- _Task details_: Nothing but the lines from the line with "the window sill" to the end of the records below should appear in the answer, each exactly as given.

- _Given data_:

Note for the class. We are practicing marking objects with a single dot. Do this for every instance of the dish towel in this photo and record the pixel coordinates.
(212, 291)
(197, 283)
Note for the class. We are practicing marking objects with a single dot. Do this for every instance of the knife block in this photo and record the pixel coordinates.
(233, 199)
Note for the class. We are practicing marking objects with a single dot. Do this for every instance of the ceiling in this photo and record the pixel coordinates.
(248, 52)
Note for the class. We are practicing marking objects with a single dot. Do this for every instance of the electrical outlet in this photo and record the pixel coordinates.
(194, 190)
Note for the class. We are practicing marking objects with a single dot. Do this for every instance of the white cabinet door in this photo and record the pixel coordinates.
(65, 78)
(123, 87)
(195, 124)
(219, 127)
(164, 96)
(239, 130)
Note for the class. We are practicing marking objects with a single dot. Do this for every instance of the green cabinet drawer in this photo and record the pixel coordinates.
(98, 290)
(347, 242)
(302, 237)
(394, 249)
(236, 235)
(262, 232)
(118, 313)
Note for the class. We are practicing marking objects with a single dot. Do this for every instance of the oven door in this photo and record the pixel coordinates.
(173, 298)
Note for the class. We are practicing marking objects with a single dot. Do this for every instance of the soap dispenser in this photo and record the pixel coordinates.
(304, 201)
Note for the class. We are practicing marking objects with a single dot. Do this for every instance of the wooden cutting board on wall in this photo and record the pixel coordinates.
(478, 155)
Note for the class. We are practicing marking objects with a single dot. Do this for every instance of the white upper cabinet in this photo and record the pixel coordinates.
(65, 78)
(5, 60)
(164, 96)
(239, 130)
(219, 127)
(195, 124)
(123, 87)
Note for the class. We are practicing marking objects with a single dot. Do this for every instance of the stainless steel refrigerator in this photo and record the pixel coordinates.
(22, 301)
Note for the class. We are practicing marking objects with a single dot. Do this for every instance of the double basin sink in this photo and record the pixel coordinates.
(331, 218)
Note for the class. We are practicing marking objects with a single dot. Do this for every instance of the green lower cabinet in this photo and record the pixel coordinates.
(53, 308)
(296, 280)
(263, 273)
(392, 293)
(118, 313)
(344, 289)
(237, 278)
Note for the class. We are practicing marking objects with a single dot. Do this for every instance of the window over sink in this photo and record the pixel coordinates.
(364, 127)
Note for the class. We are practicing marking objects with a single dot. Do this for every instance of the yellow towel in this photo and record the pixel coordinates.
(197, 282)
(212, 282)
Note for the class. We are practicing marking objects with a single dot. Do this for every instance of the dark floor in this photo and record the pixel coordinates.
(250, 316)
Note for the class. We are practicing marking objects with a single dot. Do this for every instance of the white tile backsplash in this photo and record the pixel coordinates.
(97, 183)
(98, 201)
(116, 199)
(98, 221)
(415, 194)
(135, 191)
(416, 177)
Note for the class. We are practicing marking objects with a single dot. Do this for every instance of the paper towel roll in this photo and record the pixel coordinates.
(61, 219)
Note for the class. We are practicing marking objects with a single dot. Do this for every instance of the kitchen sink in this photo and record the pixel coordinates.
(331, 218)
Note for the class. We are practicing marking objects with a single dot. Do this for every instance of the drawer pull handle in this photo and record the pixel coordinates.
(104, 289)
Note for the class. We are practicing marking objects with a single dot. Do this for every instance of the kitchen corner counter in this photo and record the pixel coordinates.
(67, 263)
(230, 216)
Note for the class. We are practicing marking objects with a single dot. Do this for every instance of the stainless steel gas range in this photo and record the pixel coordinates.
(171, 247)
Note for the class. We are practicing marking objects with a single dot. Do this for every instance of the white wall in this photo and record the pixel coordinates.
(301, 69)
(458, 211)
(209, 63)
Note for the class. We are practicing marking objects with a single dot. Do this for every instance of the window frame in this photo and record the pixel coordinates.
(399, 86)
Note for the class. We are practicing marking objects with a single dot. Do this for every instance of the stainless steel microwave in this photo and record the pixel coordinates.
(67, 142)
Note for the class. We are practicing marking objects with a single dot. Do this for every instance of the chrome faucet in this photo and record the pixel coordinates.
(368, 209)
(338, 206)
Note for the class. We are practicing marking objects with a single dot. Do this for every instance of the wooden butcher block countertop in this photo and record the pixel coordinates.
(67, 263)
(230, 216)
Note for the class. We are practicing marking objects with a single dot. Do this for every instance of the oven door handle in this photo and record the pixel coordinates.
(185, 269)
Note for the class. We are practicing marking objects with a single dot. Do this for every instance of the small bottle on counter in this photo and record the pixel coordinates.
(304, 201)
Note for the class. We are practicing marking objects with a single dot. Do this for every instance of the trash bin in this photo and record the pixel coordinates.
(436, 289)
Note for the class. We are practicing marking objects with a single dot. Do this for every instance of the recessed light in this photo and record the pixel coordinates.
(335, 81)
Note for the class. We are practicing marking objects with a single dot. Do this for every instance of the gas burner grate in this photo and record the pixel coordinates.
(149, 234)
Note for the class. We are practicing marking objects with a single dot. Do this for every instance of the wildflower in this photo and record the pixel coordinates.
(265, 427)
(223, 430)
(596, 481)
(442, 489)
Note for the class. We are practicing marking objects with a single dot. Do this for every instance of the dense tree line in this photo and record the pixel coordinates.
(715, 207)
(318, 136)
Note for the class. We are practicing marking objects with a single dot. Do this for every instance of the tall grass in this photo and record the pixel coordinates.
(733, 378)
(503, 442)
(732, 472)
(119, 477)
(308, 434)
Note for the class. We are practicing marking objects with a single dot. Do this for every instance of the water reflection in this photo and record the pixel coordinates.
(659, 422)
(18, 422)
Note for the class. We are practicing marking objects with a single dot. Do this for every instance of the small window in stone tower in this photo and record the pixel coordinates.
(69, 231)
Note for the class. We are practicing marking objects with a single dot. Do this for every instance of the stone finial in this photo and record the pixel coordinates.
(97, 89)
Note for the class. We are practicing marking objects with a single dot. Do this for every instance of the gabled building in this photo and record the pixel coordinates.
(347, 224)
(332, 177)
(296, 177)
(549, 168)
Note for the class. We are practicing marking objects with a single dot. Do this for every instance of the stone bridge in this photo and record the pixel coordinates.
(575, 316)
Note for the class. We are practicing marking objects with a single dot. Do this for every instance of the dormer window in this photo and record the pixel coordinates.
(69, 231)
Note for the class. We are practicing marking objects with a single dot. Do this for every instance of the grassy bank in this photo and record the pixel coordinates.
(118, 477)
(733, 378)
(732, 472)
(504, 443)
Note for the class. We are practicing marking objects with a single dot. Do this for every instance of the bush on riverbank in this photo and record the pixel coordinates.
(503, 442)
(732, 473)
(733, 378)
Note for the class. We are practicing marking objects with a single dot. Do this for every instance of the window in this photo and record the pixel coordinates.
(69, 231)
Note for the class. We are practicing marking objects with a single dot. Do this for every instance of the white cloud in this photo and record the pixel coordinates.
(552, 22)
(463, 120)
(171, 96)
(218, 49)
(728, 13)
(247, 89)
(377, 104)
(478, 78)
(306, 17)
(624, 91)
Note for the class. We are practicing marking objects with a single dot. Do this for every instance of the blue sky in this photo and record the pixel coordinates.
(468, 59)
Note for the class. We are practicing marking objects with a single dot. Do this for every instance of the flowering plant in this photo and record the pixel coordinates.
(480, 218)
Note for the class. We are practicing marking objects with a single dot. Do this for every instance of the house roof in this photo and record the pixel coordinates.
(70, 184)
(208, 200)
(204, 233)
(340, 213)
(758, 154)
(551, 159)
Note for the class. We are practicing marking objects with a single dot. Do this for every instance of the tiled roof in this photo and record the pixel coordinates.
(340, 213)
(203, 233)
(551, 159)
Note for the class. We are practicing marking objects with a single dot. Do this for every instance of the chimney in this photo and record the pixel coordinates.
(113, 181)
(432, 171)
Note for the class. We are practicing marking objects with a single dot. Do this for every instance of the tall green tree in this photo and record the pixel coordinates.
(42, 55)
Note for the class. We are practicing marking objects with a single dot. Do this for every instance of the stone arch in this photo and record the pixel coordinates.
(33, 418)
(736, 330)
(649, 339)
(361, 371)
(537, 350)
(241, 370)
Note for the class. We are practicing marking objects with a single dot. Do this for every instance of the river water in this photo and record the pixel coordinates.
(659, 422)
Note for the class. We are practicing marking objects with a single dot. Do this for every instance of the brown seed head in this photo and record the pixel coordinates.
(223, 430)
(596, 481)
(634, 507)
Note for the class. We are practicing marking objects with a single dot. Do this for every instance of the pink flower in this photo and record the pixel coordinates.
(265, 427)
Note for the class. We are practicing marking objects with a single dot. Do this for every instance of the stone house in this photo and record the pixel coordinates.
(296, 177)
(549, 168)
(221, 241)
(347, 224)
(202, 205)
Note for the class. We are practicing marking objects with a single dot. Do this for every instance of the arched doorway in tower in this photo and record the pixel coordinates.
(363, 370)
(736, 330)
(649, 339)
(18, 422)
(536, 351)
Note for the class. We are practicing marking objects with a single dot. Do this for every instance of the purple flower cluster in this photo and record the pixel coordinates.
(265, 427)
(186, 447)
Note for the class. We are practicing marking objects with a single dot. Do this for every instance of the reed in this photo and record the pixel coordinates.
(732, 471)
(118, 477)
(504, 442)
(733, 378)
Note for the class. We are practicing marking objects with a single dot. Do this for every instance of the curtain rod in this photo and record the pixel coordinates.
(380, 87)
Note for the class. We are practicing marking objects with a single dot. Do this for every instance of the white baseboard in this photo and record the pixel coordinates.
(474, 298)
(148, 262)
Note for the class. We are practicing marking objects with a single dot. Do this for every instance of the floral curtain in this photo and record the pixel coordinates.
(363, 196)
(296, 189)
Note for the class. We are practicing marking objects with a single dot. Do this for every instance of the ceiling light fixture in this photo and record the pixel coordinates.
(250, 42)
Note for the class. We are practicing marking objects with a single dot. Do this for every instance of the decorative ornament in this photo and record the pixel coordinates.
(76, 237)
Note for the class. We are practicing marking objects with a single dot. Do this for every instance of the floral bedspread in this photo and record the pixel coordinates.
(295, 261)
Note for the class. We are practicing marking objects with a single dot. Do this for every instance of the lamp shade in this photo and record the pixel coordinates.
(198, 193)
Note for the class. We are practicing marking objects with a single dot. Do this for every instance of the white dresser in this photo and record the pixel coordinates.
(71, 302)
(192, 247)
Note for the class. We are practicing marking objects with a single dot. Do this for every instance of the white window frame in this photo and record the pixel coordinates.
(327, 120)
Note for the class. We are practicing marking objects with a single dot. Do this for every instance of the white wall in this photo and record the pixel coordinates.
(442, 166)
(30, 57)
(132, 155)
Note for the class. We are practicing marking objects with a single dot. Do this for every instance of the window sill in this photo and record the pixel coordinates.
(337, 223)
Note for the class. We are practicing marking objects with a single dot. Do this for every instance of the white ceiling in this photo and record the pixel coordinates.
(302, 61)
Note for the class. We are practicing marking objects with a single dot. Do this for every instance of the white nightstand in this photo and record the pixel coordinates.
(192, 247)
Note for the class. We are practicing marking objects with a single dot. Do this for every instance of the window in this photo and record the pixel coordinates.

- _Response area_:
Note for the class. We are practicing marking objects with a single dot. Do this for every instance of the window sill in this photo and record the pixel coordinates.
(337, 223)
Note for the class. We are practicing marking objects with a single dot. Do this for every instance of the white ceiling in this photo and record the pixel coordinates.
(302, 61)
Note for the class. We are practicing marking objects with a single dot. Do this for every instance of the white nightstand in this photo and record the pixel coordinates.
(192, 247)
Note for the class. We are practicing marking objects with a single dot. Do this for every instance of the window in this photo and record the pixel coordinates.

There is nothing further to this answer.